_Page extract_
Dr Adedayo Faduyile, the President of Nigeria Medical Association (NMA), on Tuesday said about 48 members of the association had been kidnapped in the last two years.
Faduyile said this at a news conference to mark 2019 Physicians’ Week in Akure.
He said the theme of this year’s week, “Care of the Unknown Patient: An Overview”, was chosen to bring to light issues affecting Nigerians who found themselves in traumatic causes, especially, road traffic accidents.
The NMA president said doctors in the country had been facing challenges like kidnapping in the line of duty, incessant harassment/assault by patients and their relations, unfortunate maltreatment by employers with poor salaries.
He said these challenges had contributed to doctors leaving the country.
“The Nigerian doctors decided to celebrate this year with the theme based on the identified lacuna in the care of this category of patients, especially in respect of policy framework.
“In the last one year, Nigerian doctors have had significant input in the improvement of the health of the nation.
“In this regard, I appreciate all physicians who have been working assiduously in ensuring that we collectively fulfill our key responsibilities to the Nigerian state.
“It is worthy of note that all have not been well with Nigerian doctors; the kidnapping of our members in the course of discharging their duties to the Nigerian state with some still in captivity.
“Despite the various challenges, Nigerian physicians have continued to render desirable health care services, and we thank God for another year.
“I want to state that it is important to continue to strive to improve ourselves for the betterment of the Nigerian populace,” he said.
Faduyile thanked the Federal Government for releasing one per cent of Consolidated Revenue Fund (CRF) part of which should be channelled to treatment of emergency conditions.
“It is sad to note that the Federal Ministry of Health is yet to put template in place for judicious use of the money.

_Provided data_
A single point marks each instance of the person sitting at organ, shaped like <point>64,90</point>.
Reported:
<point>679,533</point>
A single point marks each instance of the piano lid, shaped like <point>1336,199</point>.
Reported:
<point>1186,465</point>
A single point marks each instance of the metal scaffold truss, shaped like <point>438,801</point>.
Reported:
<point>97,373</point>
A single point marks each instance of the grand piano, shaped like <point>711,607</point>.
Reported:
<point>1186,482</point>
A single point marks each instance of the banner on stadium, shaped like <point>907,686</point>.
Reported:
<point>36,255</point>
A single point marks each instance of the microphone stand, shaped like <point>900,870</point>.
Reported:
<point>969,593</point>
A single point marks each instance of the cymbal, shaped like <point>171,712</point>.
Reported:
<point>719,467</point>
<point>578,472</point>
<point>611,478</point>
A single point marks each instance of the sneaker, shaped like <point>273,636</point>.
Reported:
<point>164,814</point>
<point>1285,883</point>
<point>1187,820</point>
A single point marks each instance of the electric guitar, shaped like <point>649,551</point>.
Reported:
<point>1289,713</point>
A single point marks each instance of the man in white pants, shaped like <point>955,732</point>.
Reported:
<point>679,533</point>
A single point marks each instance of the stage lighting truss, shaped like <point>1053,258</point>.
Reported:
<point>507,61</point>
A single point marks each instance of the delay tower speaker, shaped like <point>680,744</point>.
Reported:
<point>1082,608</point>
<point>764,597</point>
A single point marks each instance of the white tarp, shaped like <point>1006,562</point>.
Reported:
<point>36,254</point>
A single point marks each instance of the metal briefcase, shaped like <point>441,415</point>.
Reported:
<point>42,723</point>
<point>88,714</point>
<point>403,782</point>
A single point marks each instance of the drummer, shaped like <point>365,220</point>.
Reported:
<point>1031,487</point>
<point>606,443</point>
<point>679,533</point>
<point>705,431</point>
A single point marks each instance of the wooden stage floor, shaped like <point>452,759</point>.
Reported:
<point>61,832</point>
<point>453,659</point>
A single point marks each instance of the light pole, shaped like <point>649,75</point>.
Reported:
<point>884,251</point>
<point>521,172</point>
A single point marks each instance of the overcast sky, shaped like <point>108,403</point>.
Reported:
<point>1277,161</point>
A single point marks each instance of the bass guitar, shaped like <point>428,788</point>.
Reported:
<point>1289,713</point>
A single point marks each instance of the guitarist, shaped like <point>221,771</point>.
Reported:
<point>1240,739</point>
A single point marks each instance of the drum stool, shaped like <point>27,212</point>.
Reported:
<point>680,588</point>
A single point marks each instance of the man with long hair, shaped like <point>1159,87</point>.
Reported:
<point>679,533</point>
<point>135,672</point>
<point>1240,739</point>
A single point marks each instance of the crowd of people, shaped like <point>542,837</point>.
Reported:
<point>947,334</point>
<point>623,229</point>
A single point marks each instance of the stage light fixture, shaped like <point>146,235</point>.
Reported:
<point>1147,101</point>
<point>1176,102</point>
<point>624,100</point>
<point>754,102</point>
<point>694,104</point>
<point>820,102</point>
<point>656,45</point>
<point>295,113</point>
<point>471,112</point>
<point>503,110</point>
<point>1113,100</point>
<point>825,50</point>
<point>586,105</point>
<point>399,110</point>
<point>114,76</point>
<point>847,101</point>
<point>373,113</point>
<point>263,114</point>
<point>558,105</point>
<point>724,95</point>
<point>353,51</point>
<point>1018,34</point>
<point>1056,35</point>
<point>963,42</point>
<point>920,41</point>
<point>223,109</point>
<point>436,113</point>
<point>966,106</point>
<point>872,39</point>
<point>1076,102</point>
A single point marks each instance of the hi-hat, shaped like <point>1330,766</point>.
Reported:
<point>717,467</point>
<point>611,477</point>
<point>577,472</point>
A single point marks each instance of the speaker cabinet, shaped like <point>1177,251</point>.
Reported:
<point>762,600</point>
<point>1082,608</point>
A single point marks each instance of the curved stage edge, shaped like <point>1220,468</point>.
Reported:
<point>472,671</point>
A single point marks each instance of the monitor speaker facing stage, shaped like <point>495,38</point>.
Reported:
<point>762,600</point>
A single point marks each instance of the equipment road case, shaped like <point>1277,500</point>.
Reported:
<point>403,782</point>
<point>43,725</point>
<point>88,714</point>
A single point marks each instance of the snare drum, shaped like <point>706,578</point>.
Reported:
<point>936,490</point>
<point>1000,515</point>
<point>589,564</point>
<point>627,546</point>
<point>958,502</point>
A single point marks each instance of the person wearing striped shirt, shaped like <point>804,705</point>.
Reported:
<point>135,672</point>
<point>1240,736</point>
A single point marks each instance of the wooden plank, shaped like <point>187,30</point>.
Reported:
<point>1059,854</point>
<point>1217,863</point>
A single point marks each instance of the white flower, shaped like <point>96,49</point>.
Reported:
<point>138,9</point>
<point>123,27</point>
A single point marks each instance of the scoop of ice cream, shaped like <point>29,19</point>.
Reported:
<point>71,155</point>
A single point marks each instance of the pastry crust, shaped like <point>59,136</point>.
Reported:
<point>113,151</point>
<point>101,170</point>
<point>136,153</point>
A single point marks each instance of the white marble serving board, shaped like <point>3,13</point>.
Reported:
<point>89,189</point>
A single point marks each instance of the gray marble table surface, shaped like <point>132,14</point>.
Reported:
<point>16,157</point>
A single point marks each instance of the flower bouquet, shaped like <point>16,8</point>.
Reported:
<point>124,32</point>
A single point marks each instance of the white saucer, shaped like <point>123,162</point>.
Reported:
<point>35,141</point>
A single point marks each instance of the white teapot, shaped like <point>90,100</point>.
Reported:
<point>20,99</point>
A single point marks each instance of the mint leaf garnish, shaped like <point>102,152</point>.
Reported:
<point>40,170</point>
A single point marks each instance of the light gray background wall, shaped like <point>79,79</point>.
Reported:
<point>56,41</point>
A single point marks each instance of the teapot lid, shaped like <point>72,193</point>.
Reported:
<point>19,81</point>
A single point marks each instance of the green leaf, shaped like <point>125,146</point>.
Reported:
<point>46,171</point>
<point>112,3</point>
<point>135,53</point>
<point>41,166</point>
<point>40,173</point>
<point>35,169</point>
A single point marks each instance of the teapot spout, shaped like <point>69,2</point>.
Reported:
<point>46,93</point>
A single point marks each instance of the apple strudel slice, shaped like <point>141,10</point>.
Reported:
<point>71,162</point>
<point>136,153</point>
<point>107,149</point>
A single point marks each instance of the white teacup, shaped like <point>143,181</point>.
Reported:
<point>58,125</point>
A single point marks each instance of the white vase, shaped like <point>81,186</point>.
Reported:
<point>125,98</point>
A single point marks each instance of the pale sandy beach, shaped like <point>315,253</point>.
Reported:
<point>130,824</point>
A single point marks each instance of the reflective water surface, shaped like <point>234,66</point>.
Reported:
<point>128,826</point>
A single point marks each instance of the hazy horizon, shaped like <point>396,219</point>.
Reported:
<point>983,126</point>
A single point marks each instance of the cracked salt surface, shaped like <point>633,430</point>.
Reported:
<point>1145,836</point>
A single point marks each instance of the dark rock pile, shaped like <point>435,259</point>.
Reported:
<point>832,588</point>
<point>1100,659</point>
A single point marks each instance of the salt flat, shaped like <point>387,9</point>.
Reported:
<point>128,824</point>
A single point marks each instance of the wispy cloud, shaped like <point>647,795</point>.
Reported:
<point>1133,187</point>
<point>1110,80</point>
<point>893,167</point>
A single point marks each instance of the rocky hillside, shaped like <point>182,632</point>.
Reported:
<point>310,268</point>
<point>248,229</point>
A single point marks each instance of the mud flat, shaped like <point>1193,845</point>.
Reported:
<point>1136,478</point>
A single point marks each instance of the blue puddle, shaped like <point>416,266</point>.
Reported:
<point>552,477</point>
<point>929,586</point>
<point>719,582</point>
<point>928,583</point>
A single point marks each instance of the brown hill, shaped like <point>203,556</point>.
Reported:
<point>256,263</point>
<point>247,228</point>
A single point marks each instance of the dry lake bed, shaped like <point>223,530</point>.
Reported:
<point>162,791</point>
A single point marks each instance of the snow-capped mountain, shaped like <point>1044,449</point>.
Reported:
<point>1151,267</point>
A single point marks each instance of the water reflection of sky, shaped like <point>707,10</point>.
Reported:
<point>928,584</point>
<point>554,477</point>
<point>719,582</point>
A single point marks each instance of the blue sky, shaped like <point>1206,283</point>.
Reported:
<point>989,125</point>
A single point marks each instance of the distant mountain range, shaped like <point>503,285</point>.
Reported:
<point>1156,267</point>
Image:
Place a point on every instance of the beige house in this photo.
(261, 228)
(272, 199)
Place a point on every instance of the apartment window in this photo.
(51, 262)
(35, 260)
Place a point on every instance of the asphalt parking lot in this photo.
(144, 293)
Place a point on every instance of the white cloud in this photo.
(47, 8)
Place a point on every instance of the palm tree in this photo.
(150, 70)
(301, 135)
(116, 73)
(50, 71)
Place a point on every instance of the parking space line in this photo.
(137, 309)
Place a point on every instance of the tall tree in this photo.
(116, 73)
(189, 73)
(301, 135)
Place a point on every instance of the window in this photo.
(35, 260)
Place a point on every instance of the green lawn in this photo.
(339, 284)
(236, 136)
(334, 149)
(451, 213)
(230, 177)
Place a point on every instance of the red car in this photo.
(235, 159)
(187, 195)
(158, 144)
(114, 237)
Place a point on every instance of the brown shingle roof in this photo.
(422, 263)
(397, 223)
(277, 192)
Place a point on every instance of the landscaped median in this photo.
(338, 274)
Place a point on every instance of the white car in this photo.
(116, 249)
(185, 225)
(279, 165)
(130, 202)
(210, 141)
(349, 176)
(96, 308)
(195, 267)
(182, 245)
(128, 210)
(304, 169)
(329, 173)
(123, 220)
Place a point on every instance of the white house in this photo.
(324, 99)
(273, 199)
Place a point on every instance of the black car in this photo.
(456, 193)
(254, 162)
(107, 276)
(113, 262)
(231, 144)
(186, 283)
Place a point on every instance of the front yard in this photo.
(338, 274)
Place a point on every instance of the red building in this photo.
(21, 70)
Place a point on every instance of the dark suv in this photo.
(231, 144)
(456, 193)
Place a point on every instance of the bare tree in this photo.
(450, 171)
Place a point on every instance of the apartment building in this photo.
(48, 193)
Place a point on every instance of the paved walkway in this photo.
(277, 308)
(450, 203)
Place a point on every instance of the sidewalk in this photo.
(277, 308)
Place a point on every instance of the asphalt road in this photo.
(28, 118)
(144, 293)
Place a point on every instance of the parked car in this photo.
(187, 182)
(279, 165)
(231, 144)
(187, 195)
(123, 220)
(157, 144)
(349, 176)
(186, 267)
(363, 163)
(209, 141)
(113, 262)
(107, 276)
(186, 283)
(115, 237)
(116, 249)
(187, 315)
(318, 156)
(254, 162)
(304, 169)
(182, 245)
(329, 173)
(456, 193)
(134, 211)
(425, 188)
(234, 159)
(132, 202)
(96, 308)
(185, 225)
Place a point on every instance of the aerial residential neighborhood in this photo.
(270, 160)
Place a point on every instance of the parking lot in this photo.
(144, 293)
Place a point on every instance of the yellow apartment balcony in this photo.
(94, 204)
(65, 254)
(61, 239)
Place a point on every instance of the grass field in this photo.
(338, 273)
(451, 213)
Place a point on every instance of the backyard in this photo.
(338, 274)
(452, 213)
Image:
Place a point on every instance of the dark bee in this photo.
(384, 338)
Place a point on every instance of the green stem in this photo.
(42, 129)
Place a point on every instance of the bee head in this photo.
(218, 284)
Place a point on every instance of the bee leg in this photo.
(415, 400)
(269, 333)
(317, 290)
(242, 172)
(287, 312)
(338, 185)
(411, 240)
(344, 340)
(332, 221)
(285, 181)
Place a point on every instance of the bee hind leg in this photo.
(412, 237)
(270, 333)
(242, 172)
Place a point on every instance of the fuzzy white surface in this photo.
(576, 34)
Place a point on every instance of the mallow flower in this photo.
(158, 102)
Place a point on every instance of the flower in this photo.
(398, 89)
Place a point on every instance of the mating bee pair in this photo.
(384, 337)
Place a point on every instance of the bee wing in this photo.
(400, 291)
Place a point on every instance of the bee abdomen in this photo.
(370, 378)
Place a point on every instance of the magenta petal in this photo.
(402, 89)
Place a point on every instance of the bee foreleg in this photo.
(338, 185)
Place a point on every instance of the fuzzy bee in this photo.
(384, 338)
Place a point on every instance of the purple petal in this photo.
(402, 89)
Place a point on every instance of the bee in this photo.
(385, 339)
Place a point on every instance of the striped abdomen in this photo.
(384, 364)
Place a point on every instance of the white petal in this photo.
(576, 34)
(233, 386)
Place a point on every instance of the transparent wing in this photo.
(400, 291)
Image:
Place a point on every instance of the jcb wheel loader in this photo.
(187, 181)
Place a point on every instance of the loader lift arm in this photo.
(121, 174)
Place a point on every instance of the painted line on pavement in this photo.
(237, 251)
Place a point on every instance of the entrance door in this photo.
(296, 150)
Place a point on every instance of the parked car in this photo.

_Task objective_
Reproduce the full NMA news conference text word for word. Rely only on the text itself.

_Answer for this exercise_
Dr Adedayo Faduyile, the President of Nigeria Medical Association (NMA), on Tuesday said about 48 members of the association had been kidnapped in the last two years.
Faduyile said this at a news conference to mark 2019 Physicians’ Week in Akure.
He said the theme of this year’s week, “Care of the Unknown Patient: An Overview”, was chosen to bring to light issues affecting Nigerians who found themselves in traumatic causes, especially, road traffic accidents.
The NMA president said doctors in the country had been facing challenges like kidnapping in the line of duty, incessant harassment/assault by patients and their relations, unfortunate maltreatment by employers with poor salaries.
He said these challenges had contributed to doctors leaving the country.
“The Nigerian doctors decided to celebrate this year with the theme based on the identified lacuna in the care of this category of patients, especially in respect of policy framework.
“In the last one year, Nigerian doctors have had significant input in the improvement of the health of the nation.
“In this regard, I appreciate all physicians who have been working assiduously in ensuring that we collectively fulfill our key responsibilities to the Nigerian state.
“It is worthy of note that all have not been well with Nigerian doctors; the kidnapping of our members in the course of discharging their duties to the Nigerian state with some still in captivity.
“Despite the various challenges, Nigerian physicians have continued to render desirable health care services, and we thank God for another year.
“I want to state that it is important to continue to strive to improve ourselves for the betterment of the Nigerian populace,” he said.
Faduyile thanked the Federal Government for releasing one per cent of Consolidated Revenue Fund (CRF) part of which should be channelled to treatment of emergency conditions.
“It is sad to note that the Federal Ministry of Health is yet to put template in place for judicious use of the money.